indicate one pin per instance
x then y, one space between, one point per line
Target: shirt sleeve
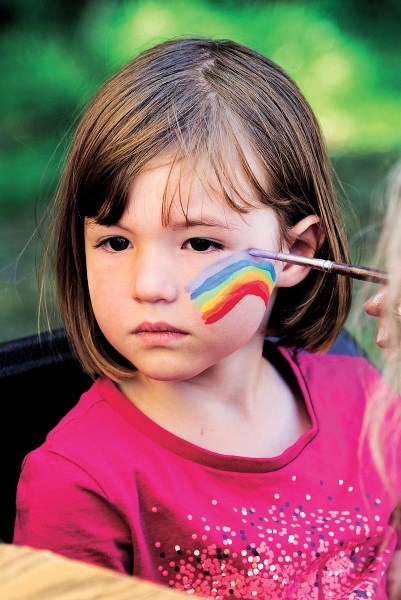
61 508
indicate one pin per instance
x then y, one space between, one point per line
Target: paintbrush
321 264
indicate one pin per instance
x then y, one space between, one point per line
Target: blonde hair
197 98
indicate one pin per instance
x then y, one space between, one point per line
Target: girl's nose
154 280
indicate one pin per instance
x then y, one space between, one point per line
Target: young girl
205 457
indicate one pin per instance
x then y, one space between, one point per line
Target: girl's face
141 272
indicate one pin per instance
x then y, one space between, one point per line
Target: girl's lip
158 327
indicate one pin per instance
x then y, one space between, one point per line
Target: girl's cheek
222 285
374 306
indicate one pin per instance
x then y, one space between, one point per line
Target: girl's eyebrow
203 222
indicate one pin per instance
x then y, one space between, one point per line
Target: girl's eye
203 244
116 244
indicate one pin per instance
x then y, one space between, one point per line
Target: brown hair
197 97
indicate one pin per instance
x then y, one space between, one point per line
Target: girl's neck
243 409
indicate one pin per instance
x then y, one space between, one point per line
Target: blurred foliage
345 56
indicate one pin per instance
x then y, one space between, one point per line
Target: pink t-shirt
109 486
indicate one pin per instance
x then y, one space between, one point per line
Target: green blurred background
345 55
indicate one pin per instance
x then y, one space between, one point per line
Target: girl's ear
307 237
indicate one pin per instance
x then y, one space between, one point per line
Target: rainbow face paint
223 284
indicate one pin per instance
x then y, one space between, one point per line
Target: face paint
222 285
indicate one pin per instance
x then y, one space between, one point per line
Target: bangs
219 155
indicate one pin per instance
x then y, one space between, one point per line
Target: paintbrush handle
362 273
328 266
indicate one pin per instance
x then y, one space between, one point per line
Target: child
205 457
386 306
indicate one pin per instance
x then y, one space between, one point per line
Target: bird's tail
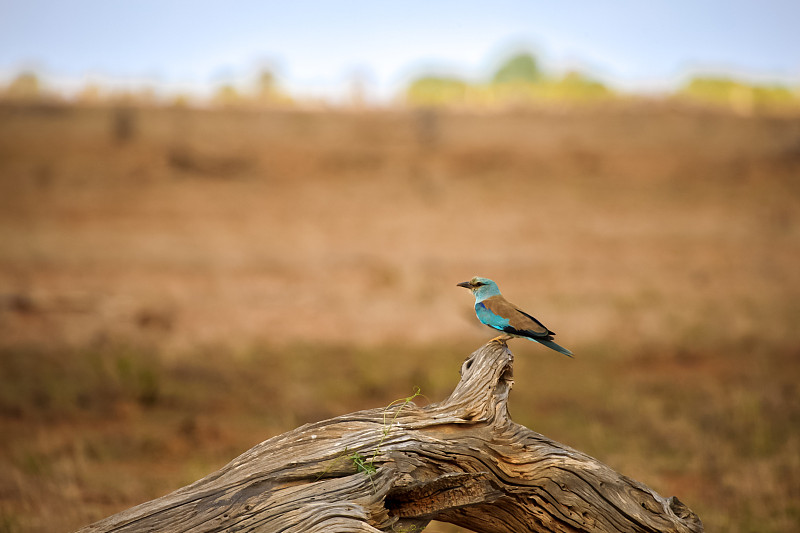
554 346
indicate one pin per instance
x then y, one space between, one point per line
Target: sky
317 49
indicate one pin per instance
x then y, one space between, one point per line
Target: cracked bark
462 460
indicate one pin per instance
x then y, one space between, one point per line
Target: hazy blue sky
317 47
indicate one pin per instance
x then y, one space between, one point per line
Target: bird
498 313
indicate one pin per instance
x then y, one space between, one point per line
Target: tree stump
462 460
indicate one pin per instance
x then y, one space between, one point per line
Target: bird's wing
517 322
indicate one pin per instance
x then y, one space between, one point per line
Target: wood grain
462 460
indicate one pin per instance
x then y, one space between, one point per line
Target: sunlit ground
178 285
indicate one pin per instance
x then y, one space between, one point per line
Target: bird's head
481 287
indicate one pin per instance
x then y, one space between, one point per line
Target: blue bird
498 313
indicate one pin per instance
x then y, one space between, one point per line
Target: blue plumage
498 313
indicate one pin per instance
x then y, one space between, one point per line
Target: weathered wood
461 461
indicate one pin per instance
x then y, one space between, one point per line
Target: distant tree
738 95
577 86
435 90
519 69
227 95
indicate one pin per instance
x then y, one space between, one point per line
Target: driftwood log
462 461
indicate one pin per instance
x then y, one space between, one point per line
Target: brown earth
177 285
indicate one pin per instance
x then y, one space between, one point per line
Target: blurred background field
187 270
181 284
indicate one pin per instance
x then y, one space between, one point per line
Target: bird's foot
502 339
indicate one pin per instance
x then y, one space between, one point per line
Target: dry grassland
177 285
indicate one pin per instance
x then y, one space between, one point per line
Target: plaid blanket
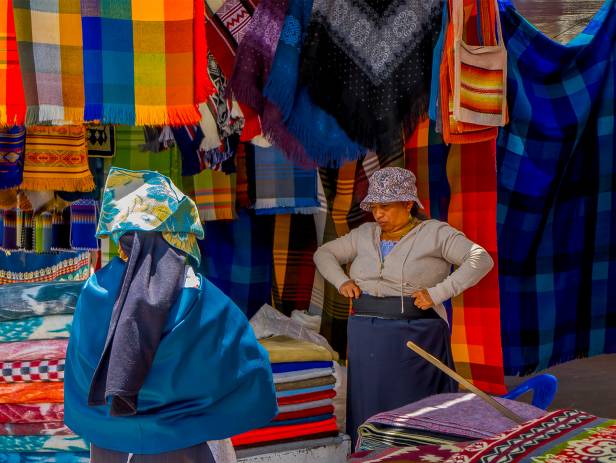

§ **What to work on**: The records above should be retyped in full and exactly; omit the pictures.

§ **Response for this exercise**:
indicate one pin per instance
x then y, one space between, one point per line
Target: shirt sleeve
61 508
indicate one pin per instance
x then y, one space between, one point per line
Target: paintbrush
321 264
indicate one pin per instance
x then y, one space between, one point per line
Target: blonde hair
197 98
indicate one pin per instance
x then y, one space between, one point per line
Target: girl's nose
154 280
indicate one pin per instance
x then y, one space between, one point per line
Target: young girl
205 457
indicate one pin per instance
x then y, one space between, one point per line
Target: girl's face
141 272
indicate one pin per instance
x then y, one space between, one point per line
Target: girl's lip
158 327
indicate one pin per instance
x then y, one space between, one point per line
Target: girl's cheek
222 285
374 306
indicate one pin per instance
x then y, one space between, one point per line
Target: girl's eyebrow
203 222
indicate one pin per instance
x then y, one space between, one point per line
Target: girl's eye
203 244
116 244
indicate one pin per instance
x then y, one space between, one point per line
Target: brown hair
197 97
indicate one pin per instance
x then y, one space between, one point per line
Target: girl's neck
243 409
indicate one pin per instance
x then y, one space between, one point per line
Target: blurred foliage
345 56
indicate one pin per instance
x then y, one space between, one point per line
Target: pink t-shirt
109 486
indicate one pin per instance
x then y, one space between, one point per line
Target: green blurred background
345 55
indicate one pin per instance
x then y, one space between, one point per line
Target: girl's ear
307 237
indicate one pin per instance
x then y, one space between, one point per line
Target: rainbow face paint
223 284
indicate one pin per instance
x then y, one space between, one point per line
Target: face paint
222 285
indicate one pin per instance
x then y, one space between, one point per line
Target: bangs
219 155
indicate one pin per instance
x then y, one space between, one point per line
Target: paintbrush handle
362 273
328 266
indicate one pin per instance
x then y, one space between, one point per line
Target: child
205 457
386 306
indicate one pin per instance
x then y, one space between, one point per line
Target: bird's tail
554 346
indicate one pin per instance
x then y, one space between, one point per line
Target: sky
317 49
indicate one pin per instance
x then y, one space between, one point per line
Target: cracked bark
462 460
indicate one pin per instance
x then y, one space between, one point per line
Target: hazy blue sky
317 47
indicate one pin per instance
x then y, one space between, one point per line
Target: bird
498 313
indicate one pin per instance
x then y, one space between, one point per line
Target: tree stump
462 460
indicate one pin per instance
x then y, one space between, one point per line
Target: bird's wing
517 322
indicate one pin per instance
x then y, one space between, one point per line
Target: wood grain
462 460
indicate one pin per instance
x then y, one space between, one point per line
Target: sunlit ground
178 285
indicate one pin per instance
x then y, one space between, one point per line
Target: bird's head
481 287
indicate one pin per instance
x then y, one space between, one point per line
Target: blue bird
498 313
indicate one pin per instance
x then y, one space between, one point per line
Target: blue plumage
498 313
indicate one pin per instance
x then y, one space between, one point per line
Target: weathered wood
461 461
indicate one pin per instance
x then y, one space between, one point per line
Target: distant tree
738 95
577 86
435 90
519 69
227 95
indicate one pin per instance
x then y, one space between, one point per line
Target: driftwood log
462 461
indicate one pin per instance
x then y, one space between, one point per line
Target: brown earth
177 285
indicate one pin per instance
x then y, one space between, one point per line
Target: blurred background field
187 270
181 284
indicate one pin per instance
x then y, one space between, one point per line
Target: bird's foot
502 339
indicate one pin per instance
x then y, one space between, one point per line
Target: dry grassland
177 285
indicate one pin per instance
x then y, one space between, one point per line
Target: plaid blanket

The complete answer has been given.